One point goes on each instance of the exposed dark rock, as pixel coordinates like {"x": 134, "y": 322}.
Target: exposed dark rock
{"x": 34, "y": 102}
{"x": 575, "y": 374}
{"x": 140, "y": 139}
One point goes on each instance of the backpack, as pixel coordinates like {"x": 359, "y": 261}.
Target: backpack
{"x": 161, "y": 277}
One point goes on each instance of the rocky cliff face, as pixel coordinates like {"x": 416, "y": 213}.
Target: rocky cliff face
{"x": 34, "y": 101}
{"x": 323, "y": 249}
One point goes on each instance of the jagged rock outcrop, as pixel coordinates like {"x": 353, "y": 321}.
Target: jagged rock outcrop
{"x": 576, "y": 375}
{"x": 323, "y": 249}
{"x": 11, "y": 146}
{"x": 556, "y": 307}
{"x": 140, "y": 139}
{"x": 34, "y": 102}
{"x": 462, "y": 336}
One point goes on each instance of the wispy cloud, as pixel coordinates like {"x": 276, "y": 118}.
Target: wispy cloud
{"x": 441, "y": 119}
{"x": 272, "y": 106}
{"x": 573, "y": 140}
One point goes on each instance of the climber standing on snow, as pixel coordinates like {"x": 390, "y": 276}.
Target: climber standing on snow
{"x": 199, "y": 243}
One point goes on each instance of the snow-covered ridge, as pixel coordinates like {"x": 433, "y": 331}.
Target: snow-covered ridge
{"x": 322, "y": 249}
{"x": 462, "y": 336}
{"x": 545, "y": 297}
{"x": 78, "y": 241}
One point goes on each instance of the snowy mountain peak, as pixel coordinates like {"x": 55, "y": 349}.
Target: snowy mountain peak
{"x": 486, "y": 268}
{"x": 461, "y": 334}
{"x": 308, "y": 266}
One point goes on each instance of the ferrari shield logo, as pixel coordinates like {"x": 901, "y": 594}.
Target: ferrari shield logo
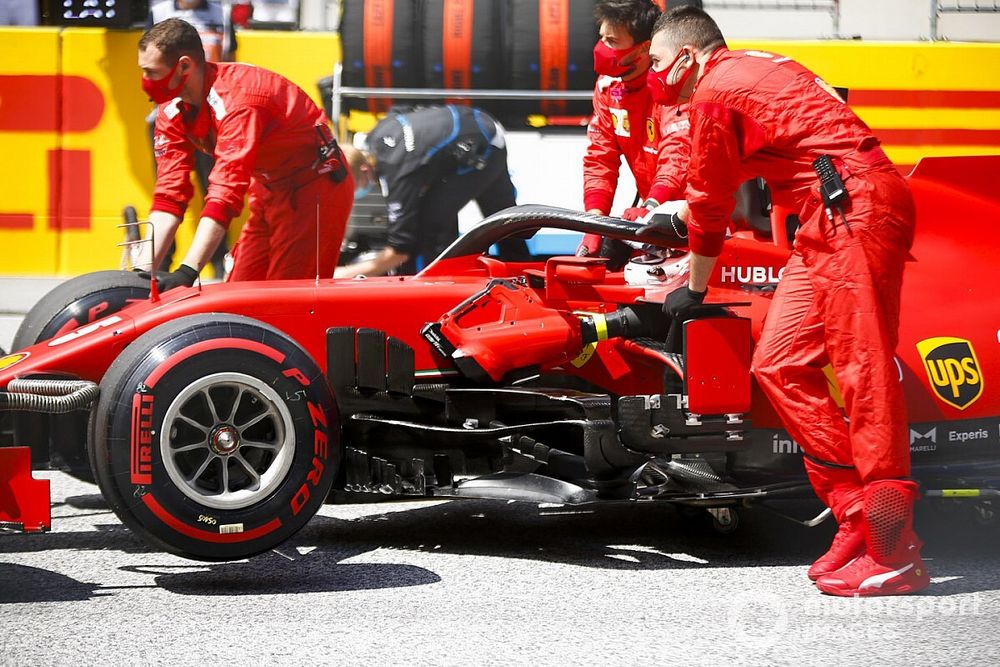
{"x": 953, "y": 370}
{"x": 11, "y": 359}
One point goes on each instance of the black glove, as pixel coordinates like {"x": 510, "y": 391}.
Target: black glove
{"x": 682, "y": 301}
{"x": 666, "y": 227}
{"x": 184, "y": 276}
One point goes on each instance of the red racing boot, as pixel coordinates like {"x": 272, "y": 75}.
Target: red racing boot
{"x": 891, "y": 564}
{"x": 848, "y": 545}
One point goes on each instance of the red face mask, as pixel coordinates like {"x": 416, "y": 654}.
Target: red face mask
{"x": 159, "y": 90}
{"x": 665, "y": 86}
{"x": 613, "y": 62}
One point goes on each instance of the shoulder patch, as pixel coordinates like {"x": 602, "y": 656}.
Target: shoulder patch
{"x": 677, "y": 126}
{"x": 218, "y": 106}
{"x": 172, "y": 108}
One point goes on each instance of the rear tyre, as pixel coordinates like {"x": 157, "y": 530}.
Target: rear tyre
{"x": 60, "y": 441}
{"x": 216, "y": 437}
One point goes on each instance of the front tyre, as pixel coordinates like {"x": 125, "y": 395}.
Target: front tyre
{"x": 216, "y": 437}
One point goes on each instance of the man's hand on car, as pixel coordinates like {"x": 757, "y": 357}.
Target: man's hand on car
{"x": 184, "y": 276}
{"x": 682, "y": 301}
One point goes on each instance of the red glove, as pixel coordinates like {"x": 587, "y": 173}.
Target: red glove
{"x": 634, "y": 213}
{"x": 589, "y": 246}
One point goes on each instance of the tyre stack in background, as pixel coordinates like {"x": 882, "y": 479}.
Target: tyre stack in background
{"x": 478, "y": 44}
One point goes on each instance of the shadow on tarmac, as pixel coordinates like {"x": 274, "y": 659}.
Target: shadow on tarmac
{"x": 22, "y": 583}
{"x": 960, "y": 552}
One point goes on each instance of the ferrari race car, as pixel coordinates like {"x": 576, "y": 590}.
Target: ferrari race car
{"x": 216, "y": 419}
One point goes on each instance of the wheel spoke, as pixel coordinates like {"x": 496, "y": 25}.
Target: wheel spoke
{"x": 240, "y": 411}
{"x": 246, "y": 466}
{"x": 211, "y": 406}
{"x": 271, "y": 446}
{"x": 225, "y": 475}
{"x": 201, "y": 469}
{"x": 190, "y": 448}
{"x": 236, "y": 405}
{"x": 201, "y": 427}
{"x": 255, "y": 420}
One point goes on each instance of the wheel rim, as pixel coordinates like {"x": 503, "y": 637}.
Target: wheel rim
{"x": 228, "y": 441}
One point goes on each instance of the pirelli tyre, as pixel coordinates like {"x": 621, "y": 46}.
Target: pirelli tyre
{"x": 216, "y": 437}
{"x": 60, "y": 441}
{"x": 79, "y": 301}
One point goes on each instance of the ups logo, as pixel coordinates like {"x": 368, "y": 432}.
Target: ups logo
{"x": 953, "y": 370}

################

Task instructions: Can you reproduce all of the data above line for line, leaving out the pictures?

Result of this exercise:
One point goes on each instance of the exposed dark rock, as pixel coordinates like {"x": 134, "y": 322}.
Target: exposed dark rock
{"x": 34, "y": 102}
{"x": 575, "y": 374}
{"x": 140, "y": 139}
One point goes on each instance of the backpack, as pixel coordinates like {"x": 359, "y": 261}.
Target: backpack
{"x": 161, "y": 277}
One point goes on each instance of the rocky cliff face, as pixel coordinates like {"x": 416, "y": 213}.
Target: rocky cliff face
{"x": 34, "y": 101}
{"x": 323, "y": 249}
One point goes on each instance of the jagged rock outcrop, as pixel coordinates like {"x": 353, "y": 321}.
Target: jagged rock outcrop
{"x": 576, "y": 375}
{"x": 323, "y": 249}
{"x": 11, "y": 146}
{"x": 556, "y": 307}
{"x": 140, "y": 139}
{"x": 34, "y": 102}
{"x": 462, "y": 336}
One point goes on each instance of the wispy cloud, as pixel coordinates like {"x": 276, "y": 118}.
Target: wispy cloud
{"x": 441, "y": 119}
{"x": 272, "y": 106}
{"x": 573, "y": 140}
One point goes on each instance of the climber standing on snow, as pixel coordinates like {"x": 390, "y": 276}.
Target: climber standing on snow
{"x": 199, "y": 243}
One point goes on each instance of the snow-covered ridge, as pixel coordinates like {"x": 433, "y": 331}.
Target: snow-covered ridge
{"x": 322, "y": 249}
{"x": 462, "y": 336}
{"x": 545, "y": 297}
{"x": 78, "y": 241}
One point goes on each instance of the snowy mountain peak, as pixel coordinates like {"x": 55, "y": 349}.
Target: snowy mountain peak
{"x": 486, "y": 268}
{"x": 461, "y": 334}
{"x": 308, "y": 266}
One point goes on each instance of the ferrari shield logo, as pixel coordinates like {"x": 901, "y": 594}.
Target: ferrari shield logo
{"x": 953, "y": 370}
{"x": 11, "y": 359}
One point goes on each instance of the black glove, as pixel coordinates like {"x": 510, "y": 391}.
Target: black glove
{"x": 682, "y": 301}
{"x": 666, "y": 227}
{"x": 184, "y": 276}
One point goes on each instance of the red racing boot, as pixel coordinates like {"x": 272, "y": 75}.
Target: red racing boot
{"x": 891, "y": 564}
{"x": 848, "y": 545}
One point goes on each instance of the red face mask, as pixel coordinates like {"x": 416, "y": 654}.
Target: red face mask
{"x": 159, "y": 90}
{"x": 665, "y": 86}
{"x": 613, "y": 62}
One point goes on each instance of the shoulder patch, as pixel coordinates like {"x": 602, "y": 656}.
Target: shoulder patch
{"x": 677, "y": 126}
{"x": 218, "y": 106}
{"x": 172, "y": 108}
One point goes on each instance of the rear tyre, as pixel coordinates like {"x": 157, "y": 530}.
Target: rear tyre
{"x": 60, "y": 441}
{"x": 216, "y": 437}
One point goes on each instance of the front tyre, as pixel coordinates like {"x": 125, "y": 395}.
Target: front tyre
{"x": 216, "y": 437}
One point goes on each instance of the man's hand on car, as pixel coordinates like {"x": 757, "y": 357}.
Target: man's hand on car
{"x": 184, "y": 276}
{"x": 682, "y": 301}
One point goes on each instance of the red glove, as pixel coordinates like {"x": 587, "y": 173}.
Target: red glove
{"x": 634, "y": 213}
{"x": 589, "y": 246}
One point goes on each instance of the tyre stack in background, as pixel coordinates like {"x": 882, "y": 479}.
Target: tyre stack in background
{"x": 478, "y": 44}
One point goes on each instance of the shadow on tarmac, as pixel coordinates like {"x": 274, "y": 659}.
Target: shadow on tarmac
{"x": 22, "y": 583}
{"x": 960, "y": 552}
One point goes on each instance of the ferrari race car, as pixel coordinates like {"x": 576, "y": 590}.
Target: ferrari race car
{"x": 216, "y": 419}
One point goes on each instance of the wheel spoke, as pixel coordinates like {"x": 496, "y": 25}.
Target: wheel spoke
{"x": 240, "y": 411}
{"x": 246, "y": 466}
{"x": 211, "y": 406}
{"x": 271, "y": 446}
{"x": 225, "y": 475}
{"x": 201, "y": 469}
{"x": 190, "y": 448}
{"x": 236, "y": 405}
{"x": 201, "y": 427}
{"x": 255, "y": 420}
One point goes on each instance of the wheel rim, as pixel coordinates like {"x": 503, "y": 637}.
Target: wheel rim
{"x": 228, "y": 441}
One point goes on each instance of the pirelli tyre, as pixel coordinates like {"x": 621, "y": 46}.
Target: pirelli tyre
{"x": 216, "y": 437}
{"x": 60, "y": 441}
{"x": 79, "y": 301}
One point goes on each instance of the ups logo, as pixel coordinates like {"x": 368, "y": 432}.
Target: ups logo
{"x": 953, "y": 370}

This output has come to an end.